**Excerpt to read**.
>>>>

If only it worked both ways, as Saturday's rousing performance against Plymouth ought to have members of the Grimsby public who have never heard of Blundell Park queueing up for half-season tickets. Paul Groves' theme for Monday is that his side must now sustain the standards set at the weekend, with utterances to that effect both in the Telegraph and on the club's official site. Darren Mansaram comes in for particular praise, with the promising young striker's nickname offering Riby Square's finest the chance to headline a piece GROVES: PROVE IT'S NO FLASH IN THE PAN. Journalists, I mean, not prostitutes.
Mark Wilson brings the Diary's attention to an interview with Plymouth boss Paul Sturrock. "It's a difficult place to come, they've got some very good players," he says, though I suspect Mark's interest lies less with the splice comma placed after the word 'come' than with the Argyle manager's belief that Town "are in a false position in the league." Presumably Sturrock agrees with the Diary that 17th place belies our top-six-standard squad rather than intending to suggest that the Football League have got their sums wrong.

<<<<

**Data to examine**.
>>>>

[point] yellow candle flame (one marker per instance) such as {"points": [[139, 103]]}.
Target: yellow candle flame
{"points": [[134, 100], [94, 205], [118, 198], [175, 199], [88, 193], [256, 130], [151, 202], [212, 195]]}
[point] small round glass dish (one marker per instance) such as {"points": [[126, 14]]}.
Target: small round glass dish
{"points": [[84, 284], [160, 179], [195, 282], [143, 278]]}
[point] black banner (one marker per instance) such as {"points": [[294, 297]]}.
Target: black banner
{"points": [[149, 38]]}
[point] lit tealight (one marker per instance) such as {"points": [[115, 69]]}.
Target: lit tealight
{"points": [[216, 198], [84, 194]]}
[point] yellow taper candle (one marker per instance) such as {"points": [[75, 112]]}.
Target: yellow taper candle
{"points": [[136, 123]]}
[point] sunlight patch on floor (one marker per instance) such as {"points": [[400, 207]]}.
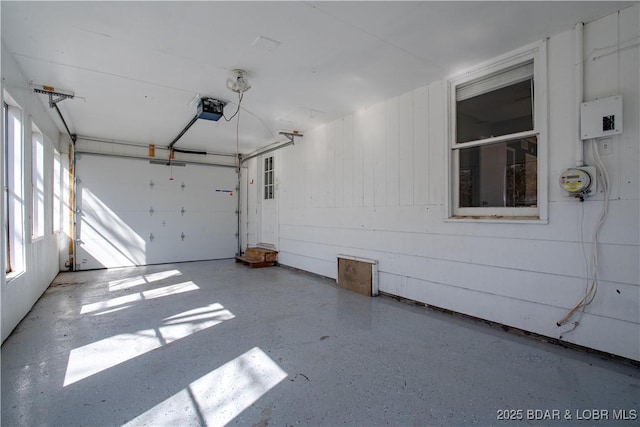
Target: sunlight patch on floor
{"points": [[139, 296], [130, 282], [101, 355], [220, 396]]}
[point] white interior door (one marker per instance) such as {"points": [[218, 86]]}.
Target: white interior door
{"points": [[132, 212], [269, 208]]}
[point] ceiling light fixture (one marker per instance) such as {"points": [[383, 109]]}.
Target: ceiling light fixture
{"points": [[238, 82]]}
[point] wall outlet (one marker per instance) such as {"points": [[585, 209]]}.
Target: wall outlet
{"points": [[605, 147]]}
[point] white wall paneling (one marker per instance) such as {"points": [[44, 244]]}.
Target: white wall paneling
{"points": [[132, 213], [20, 290], [387, 202]]}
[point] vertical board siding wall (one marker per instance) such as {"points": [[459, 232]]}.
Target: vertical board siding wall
{"points": [[42, 254], [372, 184]]}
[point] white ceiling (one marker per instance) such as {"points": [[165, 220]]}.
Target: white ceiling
{"points": [[135, 67]]}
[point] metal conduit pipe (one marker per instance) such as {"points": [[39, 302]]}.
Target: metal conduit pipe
{"points": [[127, 156], [578, 56], [142, 145]]}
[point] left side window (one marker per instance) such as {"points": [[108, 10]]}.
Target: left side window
{"points": [[37, 182], [14, 186]]}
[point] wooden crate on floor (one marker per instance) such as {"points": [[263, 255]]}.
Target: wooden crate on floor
{"points": [[258, 257]]}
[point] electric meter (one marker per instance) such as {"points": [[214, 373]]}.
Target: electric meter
{"points": [[575, 181]]}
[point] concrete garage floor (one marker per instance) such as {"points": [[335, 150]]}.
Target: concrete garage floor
{"points": [[214, 343]]}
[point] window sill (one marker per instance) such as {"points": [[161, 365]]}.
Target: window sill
{"points": [[498, 219], [13, 275]]}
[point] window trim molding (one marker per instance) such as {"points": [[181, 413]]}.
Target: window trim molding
{"points": [[538, 53]]}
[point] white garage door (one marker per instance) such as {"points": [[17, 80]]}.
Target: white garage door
{"points": [[132, 212]]}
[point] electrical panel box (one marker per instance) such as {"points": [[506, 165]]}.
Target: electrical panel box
{"points": [[210, 109], [602, 117]]}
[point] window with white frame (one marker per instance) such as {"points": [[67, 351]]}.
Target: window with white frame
{"points": [[37, 182], [497, 129], [268, 178], [14, 188], [57, 191], [5, 147]]}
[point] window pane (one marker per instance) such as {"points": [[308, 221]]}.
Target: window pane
{"points": [[504, 174], [496, 113]]}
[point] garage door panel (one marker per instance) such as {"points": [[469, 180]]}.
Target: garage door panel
{"points": [[124, 220]]}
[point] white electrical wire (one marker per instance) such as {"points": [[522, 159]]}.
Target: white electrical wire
{"points": [[592, 276]]}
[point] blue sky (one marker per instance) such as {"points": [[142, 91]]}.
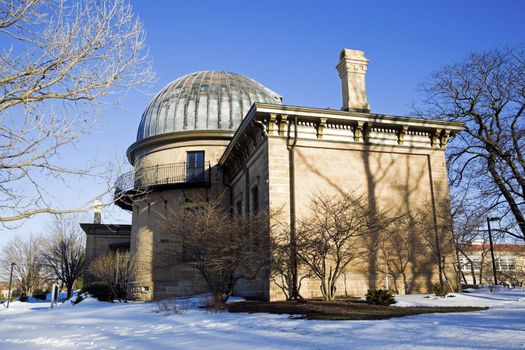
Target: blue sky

<<<<

**Tasks to complete**.
1. Repeat the portion of the Grimsby Town diary starting at "If only it worked" and ending at "mean, not prostitutes.".
2. In the Grimsby Town diary, which young striker does Paul Groves single out for praise?
3. Pick up the Grimsby Town diary after its last sentence and carry it on.
The material between the diary text and this point was taken from a different source.

**Results in order**.
1.
If only it worked both ways, as Saturday's rousing performance against Plymouth ought to have members of the Grimsby public who have never heard of Blundell Park queueing up for half-season tickets. Paul Groves' theme for Monday is that his side must now sustain the standards set at the weekend, with utterances to that effect both in the Telegraph and on the club's official site. Darren Mansaram comes in for particular praise, with the promising young striker's nickname offering Riby Square's finest the chance to headline a piece GROVES: PROVE IT'S NO FLASH IN THE PAN. Journalists, I mean, not prostitutes.

2. Darren Mansaram.

3.
That's about it for today, then, other than some minor injury worries over Mansaram, Darren Barnard, Aidan Davison and, surprise surprise, Alan Pouton, but the Jellygraph reckons they'll all be fine for Port Vale this weekend. Monday's last word goes to Larry Kovacs, who has emailed the Diary to say: "After we had discovered the website of your company, we inspected your offer, which
caught our attention, with great interest. We also provided this information to our business partners from regions where
we perform our business activities. We were kindly surprised by a great interest and an enquiry for more particular information and sale propagation materiels. Therefore we would kindly ask for all possible info about your offer. In order to improve the quality of the sale and distribution of your offer, could you please send us all the possible material in printed version. We decided for this option, because Internet is not rather expanded in Eastern Europe." Yes, that's fine Larry, as long as you send us a photo of yourself wearing your Cod Almighty T-shirt in the middle of Bratislava.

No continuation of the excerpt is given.